Quoted passage:
It is widely acknowledged that leaders in eastern countries and western countries usually lead their people in different ways. I agree with what Shi-wen said that it was because of the differences in education. Someone had made a comparison between the education in both America and China and claimed America nurtured its children to become "wolves" which had the ability to strive for their ideas while China trained its students to be "sheep" which lack of the capability of initiative and creation. This could be one reason to explain the differences. However, I want to add more points. The differences may generate because of distinct systems of organizations. I'm not familiar with western companies whether leaders should obtain the support or vote of their followers. But in China, leaders just need to be responsible to their leaders, for example, top leaders. It is because only your leaders can decide whether you can get promotion or whether you are suitable to your currently position. In this case, it is not necessary for Chinese leaders to consider or be care about their employees' conditions because the followers can change nothing even though they really don't like their leader. Beside, the concepts and philosophies between China and UK are different as UK tends to support Deming while Drucker gets more votes in China. But it is difficult to say which one is better and to conclude whether leadership in western countries in more effective than in eastern countries. Management in some developed countries seems more scientific and cares more about human nature, however, according to napoleon: an army of sheep, led by a lion, is better than an army of lions, led by a sheep. But how about if a lion leads an army of lions?

February 09, 2011

some reflection of today's discussion

Today, someone argued that 'followers' is not a proper word in defining leadership because it might generate some confusion. However, as far as I see, once we used the word 'leader', the word 'follower' naturally followed. If we don't have followers or no one wants to be a follower, how can leaders come out?

Data excerpt:
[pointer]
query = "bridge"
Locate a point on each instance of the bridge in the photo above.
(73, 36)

Tasks to perform:
[A] Reproduce word for word the part of the leadership reflection that starts with the words containing "Today, someone argued" and ends with "leaders come out?".
[B] According to the leadership reflection, why is it unnecessary for Chinese leaders to consider their employees' conditions? Answer in one to three sentences.

Answers by task:
[A]
Today, someone argued that 'followers' is not a proper word in defining leadership because it might generate some confusion. However, as far as I see, once we used the word 'leader', the word 'follower' naturally followed. If we don't have followers or no one wants to be a follower, how can leaders come out?

[B] In China, leaders only have to answer to their own superiors, because those superiors alone decide whether someone gets promoted or suits their current position. Followers can change nothing even if they really dislike their leader.